SHORT PROBLEM: Copy out every line of the data below, word for word, with nothing changed.

INPUT ROWS:

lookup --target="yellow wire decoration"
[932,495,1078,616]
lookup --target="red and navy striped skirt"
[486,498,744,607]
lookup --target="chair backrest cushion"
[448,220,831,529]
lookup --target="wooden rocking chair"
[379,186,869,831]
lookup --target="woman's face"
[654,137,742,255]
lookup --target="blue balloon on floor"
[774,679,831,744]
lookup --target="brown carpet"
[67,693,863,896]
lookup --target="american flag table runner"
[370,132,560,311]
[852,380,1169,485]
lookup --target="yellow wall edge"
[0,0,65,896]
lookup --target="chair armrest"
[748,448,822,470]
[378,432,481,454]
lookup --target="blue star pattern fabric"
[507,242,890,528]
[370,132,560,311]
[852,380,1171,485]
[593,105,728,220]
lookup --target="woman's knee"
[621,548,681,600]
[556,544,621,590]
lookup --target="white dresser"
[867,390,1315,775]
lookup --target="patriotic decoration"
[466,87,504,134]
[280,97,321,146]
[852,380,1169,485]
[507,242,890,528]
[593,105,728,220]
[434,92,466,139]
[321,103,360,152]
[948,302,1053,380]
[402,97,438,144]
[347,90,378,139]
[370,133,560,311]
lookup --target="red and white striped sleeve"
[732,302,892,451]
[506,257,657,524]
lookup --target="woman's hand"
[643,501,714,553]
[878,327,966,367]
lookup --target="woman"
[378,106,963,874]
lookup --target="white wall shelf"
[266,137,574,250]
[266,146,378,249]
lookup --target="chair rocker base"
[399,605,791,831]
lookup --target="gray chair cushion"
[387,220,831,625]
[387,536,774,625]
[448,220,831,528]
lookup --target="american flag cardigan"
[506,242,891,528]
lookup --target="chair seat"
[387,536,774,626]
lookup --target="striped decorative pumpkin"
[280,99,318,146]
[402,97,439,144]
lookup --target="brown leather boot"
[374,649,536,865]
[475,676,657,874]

RESPONSE TO THE EXERCISE:
lookup --target="yellow wire decoration"
[932,495,1078,616]
lookup --target="red and navy striped skirt"
[486,498,744,607]
lookup --target="chair backrest cushion"
[448,220,831,529]
lookup --target="wooden rocking chair"
[379,186,869,831]
lookup --target="woman's face"
[654,137,742,255]
lookup --target="blue balloon on floor"
[774,679,831,744]
lookup --target="brown carpet"
[67,693,863,896]
lookup --target="american flag table runner"
[370,132,560,311]
[852,380,1169,485]
lookup --target="yellow wall edge"
[0,0,65,896]
lookup --target="chair armrest"
[748,448,822,470]
[378,432,481,454]
lookup --target="blue star pattern fabric"
[507,242,890,528]
[370,132,560,311]
[852,380,1171,485]
[593,105,728,220]
lookup --target="woman's knee"
[621,548,681,600]
[556,544,621,590]
lookup --target="white dresser"
[867,390,1315,775]
lookup --target="patriotic decoration"
[466,87,504,134]
[280,97,321,146]
[852,380,1169,485]
[507,242,890,528]
[593,105,728,220]
[434,92,466,139]
[321,103,360,152]
[948,302,1053,380]
[402,97,438,144]
[347,90,378,139]
[370,133,560,311]
lookup --target="red and white striped sleeve"
[732,302,892,451]
[506,257,657,524]
lookup --target="woman's hand"
[643,501,714,553]
[878,327,966,367]
lookup --target="woman"
[378,106,963,874]
lookup --target="white wall shelf"
[266,137,574,250]
[266,146,378,249]
lookup --target="chair rocker base"
[399,605,791,831]
lookup --target="gray chair cushion"
[387,220,831,625]
[387,536,774,625]
[448,220,831,528]
lookup --target="american flag cardigan"
[506,242,891,528]
lookup --target="chair seat"
[387,536,774,626]
lookup --target="striped decorative pumpkin"
[280,99,318,146]
[402,97,439,144]
lookup --target="brown leather boot"
[374,649,536,865]
[475,676,657,874]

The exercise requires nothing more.